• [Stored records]
[Start of Attachment]

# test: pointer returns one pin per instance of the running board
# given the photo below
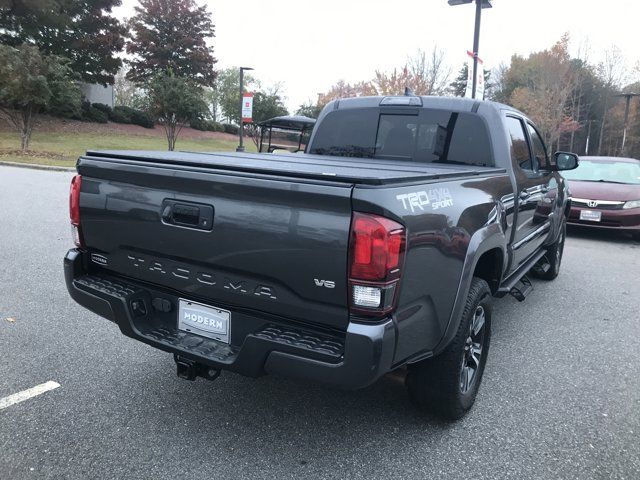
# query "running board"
(522, 289)
(514, 280)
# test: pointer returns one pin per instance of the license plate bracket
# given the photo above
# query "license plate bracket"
(590, 215)
(204, 320)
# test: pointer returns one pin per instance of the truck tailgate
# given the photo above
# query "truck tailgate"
(275, 246)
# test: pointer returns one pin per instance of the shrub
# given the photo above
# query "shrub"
(92, 114)
(206, 125)
(120, 114)
(229, 128)
(144, 119)
(200, 124)
(103, 108)
(123, 114)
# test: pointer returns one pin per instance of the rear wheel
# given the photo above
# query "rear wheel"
(447, 385)
(553, 257)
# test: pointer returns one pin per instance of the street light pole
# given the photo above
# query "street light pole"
(480, 4)
(627, 97)
(476, 47)
(240, 147)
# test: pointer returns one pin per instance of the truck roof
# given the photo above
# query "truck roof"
(458, 104)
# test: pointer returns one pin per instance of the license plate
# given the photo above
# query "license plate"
(204, 320)
(590, 215)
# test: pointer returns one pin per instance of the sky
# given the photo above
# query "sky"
(310, 45)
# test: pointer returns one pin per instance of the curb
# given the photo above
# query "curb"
(36, 166)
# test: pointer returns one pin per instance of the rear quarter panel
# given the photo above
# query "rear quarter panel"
(441, 218)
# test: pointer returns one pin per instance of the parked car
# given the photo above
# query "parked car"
(605, 193)
(381, 248)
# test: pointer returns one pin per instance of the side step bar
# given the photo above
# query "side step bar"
(522, 289)
(515, 283)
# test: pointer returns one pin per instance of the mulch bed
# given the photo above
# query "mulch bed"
(45, 123)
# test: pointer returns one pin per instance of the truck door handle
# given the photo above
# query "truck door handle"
(187, 214)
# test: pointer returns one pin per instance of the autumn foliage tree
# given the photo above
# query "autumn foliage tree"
(83, 31)
(171, 35)
(541, 86)
(31, 82)
(174, 102)
(426, 73)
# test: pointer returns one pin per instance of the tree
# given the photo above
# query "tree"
(127, 93)
(459, 86)
(171, 34)
(81, 30)
(174, 102)
(31, 82)
(265, 106)
(424, 74)
(309, 110)
(228, 88)
(611, 73)
(343, 89)
(541, 86)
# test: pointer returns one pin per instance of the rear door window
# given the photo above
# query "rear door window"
(519, 147)
(540, 157)
(428, 136)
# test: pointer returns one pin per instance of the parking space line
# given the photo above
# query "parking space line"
(27, 394)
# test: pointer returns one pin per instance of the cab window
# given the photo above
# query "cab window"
(540, 157)
(519, 145)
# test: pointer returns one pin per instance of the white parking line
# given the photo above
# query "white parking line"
(27, 394)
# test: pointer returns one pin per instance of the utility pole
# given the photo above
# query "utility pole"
(480, 4)
(627, 97)
(240, 147)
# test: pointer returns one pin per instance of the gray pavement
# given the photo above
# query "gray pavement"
(560, 397)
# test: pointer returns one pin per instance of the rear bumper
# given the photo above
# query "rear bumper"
(610, 219)
(260, 344)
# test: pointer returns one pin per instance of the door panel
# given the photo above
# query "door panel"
(535, 188)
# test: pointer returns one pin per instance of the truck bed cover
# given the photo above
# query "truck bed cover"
(351, 170)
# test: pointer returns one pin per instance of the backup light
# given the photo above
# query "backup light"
(74, 210)
(368, 297)
(376, 255)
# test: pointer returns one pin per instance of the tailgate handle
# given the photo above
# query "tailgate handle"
(186, 214)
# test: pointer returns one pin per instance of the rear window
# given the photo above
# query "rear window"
(422, 135)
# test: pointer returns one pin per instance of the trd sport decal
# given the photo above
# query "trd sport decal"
(434, 199)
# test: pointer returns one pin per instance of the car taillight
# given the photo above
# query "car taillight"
(376, 255)
(74, 210)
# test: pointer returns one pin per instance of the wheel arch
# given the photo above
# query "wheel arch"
(487, 257)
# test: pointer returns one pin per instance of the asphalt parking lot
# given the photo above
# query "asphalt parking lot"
(560, 397)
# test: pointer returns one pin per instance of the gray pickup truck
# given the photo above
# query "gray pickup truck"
(378, 249)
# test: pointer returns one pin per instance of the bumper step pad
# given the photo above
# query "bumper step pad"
(163, 335)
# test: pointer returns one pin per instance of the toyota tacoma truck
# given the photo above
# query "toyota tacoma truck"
(379, 248)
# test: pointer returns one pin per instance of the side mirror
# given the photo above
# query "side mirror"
(565, 161)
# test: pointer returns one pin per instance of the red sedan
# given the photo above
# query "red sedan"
(605, 193)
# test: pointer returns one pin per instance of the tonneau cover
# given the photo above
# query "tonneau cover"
(337, 169)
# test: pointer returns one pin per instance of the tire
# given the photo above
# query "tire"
(447, 384)
(553, 257)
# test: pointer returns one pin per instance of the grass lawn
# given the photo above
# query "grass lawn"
(63, 149)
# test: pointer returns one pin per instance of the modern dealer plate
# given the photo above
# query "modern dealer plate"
(590, 215)
(207, 321)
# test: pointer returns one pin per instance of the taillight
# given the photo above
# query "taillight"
(376, 255)
(74, 210)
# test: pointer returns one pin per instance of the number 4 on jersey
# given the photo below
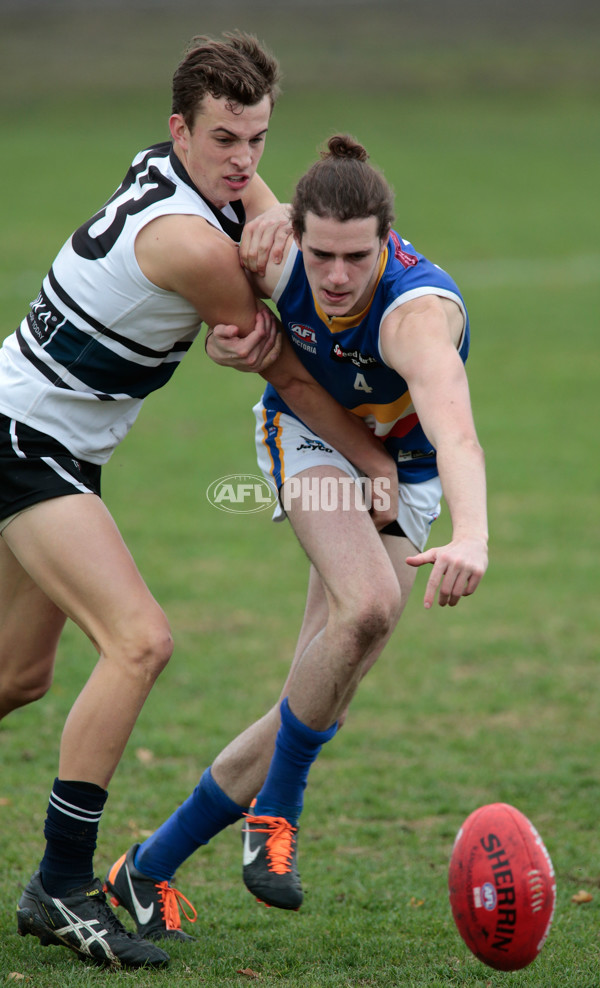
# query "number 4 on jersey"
(360, 383)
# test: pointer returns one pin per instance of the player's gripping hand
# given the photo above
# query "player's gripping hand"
(254, 352)
(265, 238)
(457, 569)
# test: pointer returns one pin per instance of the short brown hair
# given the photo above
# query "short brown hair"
(237, 68)
(342, 185)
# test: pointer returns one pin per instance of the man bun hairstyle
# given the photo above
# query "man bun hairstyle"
(237, 68)
(343, 186)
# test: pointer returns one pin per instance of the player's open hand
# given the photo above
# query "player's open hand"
(457, 570)
(254, 352)
(265, 238)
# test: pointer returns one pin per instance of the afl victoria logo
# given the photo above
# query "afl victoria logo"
(241, 493)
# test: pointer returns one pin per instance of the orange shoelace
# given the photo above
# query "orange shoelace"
(170, 899)
(280, 843)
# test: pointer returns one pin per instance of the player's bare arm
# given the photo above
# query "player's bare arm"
(268, 230)
(420, 341)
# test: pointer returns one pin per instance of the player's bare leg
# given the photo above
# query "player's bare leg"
(30, 627)
(73, 551)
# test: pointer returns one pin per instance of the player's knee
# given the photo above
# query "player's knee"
(148, 651)
(375, 615)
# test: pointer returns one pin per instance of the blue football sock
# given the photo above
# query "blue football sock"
(71, 831)
(205, 812)
(296, 748)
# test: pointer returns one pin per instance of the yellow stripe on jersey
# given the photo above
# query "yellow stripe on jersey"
(272, 443)
(384, 417)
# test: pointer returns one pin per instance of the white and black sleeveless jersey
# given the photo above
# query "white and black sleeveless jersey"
(100, 336)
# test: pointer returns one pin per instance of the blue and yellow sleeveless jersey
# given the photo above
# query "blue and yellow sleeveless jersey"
(343, 354)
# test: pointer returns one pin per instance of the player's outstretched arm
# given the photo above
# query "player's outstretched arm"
(419, 339)
(319, 410)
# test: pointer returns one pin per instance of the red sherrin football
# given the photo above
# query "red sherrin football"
(502, 887)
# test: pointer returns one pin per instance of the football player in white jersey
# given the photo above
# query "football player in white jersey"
(119, 308)
(387, 331)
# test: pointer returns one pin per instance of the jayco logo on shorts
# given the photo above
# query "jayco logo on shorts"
(241, 493)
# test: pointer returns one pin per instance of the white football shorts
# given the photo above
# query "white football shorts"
(286, 447)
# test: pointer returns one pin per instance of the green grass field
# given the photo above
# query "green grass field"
(492, 150)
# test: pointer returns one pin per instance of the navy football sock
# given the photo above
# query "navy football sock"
(71, 832)
(206, 812)
(296, 748)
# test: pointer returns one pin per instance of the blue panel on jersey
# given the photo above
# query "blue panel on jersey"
(94, 364)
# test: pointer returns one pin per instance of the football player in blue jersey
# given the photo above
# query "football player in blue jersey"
(119, 308)
(387, 333)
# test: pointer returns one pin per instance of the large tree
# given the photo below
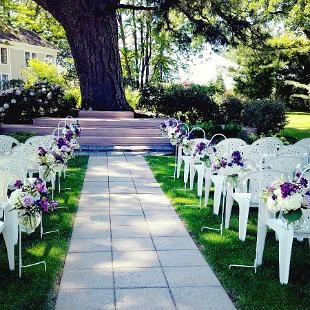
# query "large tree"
(92, 32)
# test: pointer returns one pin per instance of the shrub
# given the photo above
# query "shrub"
(192, 103)
(231, 110)
(41, 71)
(21, 105)
(266, 115)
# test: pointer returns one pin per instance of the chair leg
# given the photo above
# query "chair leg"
(285, 250)
(200, 182)
(229, 204)
(244, 209)
(260, 243)
(179, 161)
(186, 171)
(9, 242)
(192, 172)
(207, 185)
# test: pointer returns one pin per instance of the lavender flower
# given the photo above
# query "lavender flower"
(18, 184)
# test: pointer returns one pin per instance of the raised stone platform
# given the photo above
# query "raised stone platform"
(105, 129)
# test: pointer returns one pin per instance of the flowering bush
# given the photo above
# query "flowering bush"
(203, 152)
(21, 105)
(287, 197)
(30, 199)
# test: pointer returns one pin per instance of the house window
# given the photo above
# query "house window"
(27, 58)
(49, 58)
(4, 55)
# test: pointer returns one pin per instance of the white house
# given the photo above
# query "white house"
(17, 47)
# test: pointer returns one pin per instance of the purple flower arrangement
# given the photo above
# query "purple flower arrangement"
(31, 197)
(289, 198)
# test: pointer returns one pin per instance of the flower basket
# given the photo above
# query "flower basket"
(29, 222)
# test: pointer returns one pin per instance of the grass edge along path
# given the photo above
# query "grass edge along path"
(247, 289)
(37, 289)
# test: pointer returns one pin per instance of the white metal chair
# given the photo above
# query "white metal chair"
(271, 144)
(226, 146)
(7, 143)
(250, 186)
(295, 150)
(8, 221)
(254, 153)
(31, 154)
(304, 143)
(286, 164)
(285, 236)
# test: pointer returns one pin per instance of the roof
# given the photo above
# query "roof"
(24, 36)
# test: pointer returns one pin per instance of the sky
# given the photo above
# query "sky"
(205, 67)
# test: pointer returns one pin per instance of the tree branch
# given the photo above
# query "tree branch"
(137, 7)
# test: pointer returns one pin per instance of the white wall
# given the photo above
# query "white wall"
(16, 57)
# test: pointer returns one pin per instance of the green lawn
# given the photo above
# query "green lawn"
(247, 289)
(298, 126)
(37, 289)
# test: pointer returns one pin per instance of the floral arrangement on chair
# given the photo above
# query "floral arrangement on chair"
(187, 144)
(48, 161)
(203, 152)
(30, 199)
(166, 127)
(288, 199)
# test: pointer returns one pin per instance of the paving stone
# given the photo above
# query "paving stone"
(122, 188)
(139, 277)
(174, 243)
(81, 299)
(91, 232)
(92, 219)
(202, 298)
(128, 220)
(90, 211)
(135, 259)
(93, 245)
(95, 188)
(191, 276)
(132, 244)
(90, 260)
(181, 258)
(144, 299)
(87, 278)
(130, 231)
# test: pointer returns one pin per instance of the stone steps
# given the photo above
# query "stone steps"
(103, 130)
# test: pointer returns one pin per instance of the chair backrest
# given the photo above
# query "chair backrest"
(254, 182)
(293, 150)
(14, 166)
(286, 164)
(6, 178)
(304, 142)
(40, 141)
(7, 143)
(254, 153)
(26, 151)
(271, 144)
(229, 145)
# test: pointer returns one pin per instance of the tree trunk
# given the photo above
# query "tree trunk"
(92, 32)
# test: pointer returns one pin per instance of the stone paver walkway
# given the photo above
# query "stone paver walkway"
(129, 249)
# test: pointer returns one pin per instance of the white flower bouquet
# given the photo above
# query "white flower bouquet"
(287, 198)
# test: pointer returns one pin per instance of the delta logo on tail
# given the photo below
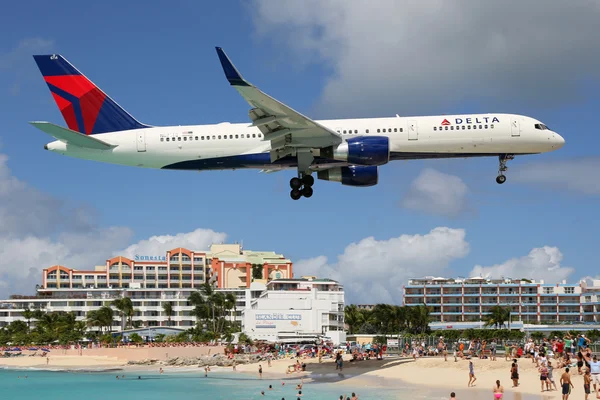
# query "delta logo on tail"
(85, 108)
(470, 120)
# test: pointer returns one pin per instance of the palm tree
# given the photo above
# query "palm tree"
(201, 309)
(497, 317)
(168, 310)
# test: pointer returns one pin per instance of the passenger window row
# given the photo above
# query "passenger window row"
(355, 131)
(464, 127)
(213, 137)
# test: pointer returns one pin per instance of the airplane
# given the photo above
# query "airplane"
(348, 151)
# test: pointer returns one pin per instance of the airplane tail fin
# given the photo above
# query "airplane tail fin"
(84, 106)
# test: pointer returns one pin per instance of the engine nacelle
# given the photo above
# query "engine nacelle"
(354, 175)
(363, 150)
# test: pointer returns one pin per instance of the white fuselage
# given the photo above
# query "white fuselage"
(230, 146)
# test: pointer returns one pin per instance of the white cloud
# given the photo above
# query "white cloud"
(19, 62)
(437, 193)
(25, 48)
(389, 56)
(38, 230)
(542, 263)
(374, 270)
(200, 239)
(575, 176)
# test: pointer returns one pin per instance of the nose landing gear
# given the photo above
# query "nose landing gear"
(301, 186)
(502, 159)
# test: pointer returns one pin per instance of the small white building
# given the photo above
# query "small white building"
(294, 310)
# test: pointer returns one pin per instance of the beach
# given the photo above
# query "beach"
(433, 376)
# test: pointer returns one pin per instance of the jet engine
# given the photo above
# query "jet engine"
(362, 150)
(354, 175)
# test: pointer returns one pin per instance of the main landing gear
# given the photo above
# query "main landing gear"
(501, 178)
(301, 186)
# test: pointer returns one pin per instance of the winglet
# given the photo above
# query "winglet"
(231, 73)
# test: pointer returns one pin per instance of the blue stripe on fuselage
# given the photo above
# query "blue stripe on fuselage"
(263, 160)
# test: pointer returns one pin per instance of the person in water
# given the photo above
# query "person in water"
(498, 391)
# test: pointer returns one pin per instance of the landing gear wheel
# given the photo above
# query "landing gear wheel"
(307, 191)
(295, 194)
(502, 159)
(295, 183)
(308, 180)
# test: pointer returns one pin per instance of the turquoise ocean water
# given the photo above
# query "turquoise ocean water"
(61, 385)
(56, 385)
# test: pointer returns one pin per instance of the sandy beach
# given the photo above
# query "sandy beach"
(392, 372)
(426, 372)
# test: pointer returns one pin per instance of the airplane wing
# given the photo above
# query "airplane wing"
(72, 137)
(284, 127)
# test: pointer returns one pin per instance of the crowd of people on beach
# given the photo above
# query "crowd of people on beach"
(547, 356)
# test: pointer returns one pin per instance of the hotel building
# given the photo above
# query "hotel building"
(290, 308)
(470, 299)
(152, 281)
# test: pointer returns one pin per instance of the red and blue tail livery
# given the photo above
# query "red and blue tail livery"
(84, 106)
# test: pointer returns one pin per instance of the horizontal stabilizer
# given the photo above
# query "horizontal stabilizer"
(72, 137)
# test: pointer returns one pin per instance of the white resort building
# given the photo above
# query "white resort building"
(257, 279)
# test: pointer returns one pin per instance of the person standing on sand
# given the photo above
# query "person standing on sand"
(543, 376)
(514, 374)
(587, 379)
(472, 377)
(566, 384)
(550, 380)
(498, 391)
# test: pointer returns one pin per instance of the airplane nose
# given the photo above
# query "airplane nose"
(558, 140)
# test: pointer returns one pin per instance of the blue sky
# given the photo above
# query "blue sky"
(327, 60)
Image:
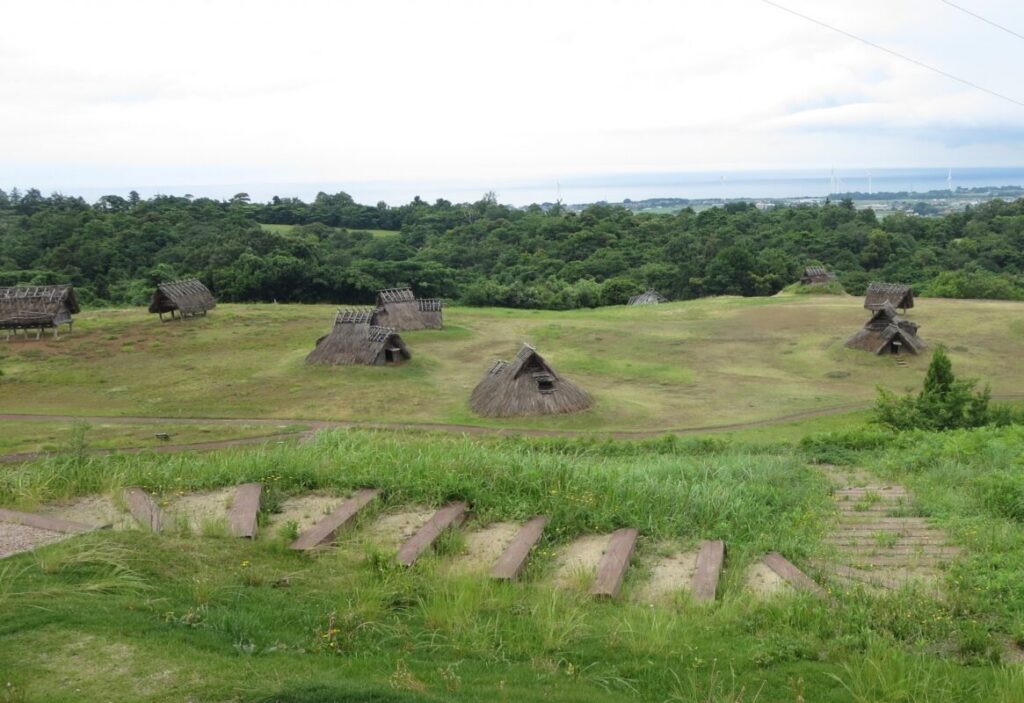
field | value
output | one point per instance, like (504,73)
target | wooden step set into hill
(596,563)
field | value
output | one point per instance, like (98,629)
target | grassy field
(284,228)
(22,437)
(132,616)
(690,364)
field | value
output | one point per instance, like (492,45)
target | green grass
(698,363)
(129,616)
(53,436)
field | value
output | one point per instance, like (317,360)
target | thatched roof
(897,295)
(650,297)
(888,333)
(526,386)
(37,306)
(394,295)
(817,274)
(357,343)
(189,297)
(398,308)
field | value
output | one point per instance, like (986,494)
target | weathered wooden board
(245,508)
(709,568)
(797,578)
(514,558)
(453,514)
(340,518)
(611,570)
(142,508)
(46,523)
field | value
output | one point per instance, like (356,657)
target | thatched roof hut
(887,333)
(897,295)
(354,341)
(37,307)
(398,308)
(650,297)
(527,386)
(816,275)
(187,298)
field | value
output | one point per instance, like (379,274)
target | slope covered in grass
(702,362)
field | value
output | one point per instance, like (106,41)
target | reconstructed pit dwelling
(355,340)
(526,386)
(37,307)
(186,298)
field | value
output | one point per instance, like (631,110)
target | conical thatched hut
(187,298)
(897,295)
(887,333)
(398,308)
(815,275)
(527,386)
(650,297)
(354,341)
(37,307)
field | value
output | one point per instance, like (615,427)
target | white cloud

[End of Attachment]

• [TASK TO COMPLETE] Which lines above include the word "output"? Show each one.

• [SOLUTION]
output | one point per instance, like (504,73)
output | one point per instance, like (98,629)
output | one point per instance, like (492,45)
output | one point per instance, like (317,360)
output | one point per instance, like (986,494)
output | one point per instance, like (356,657)
output | one point per instance, like (379,274)
output | one point per instance, like (106,41)
output | one point per instance, like (631,110)
output | one point per instance, like (615,427)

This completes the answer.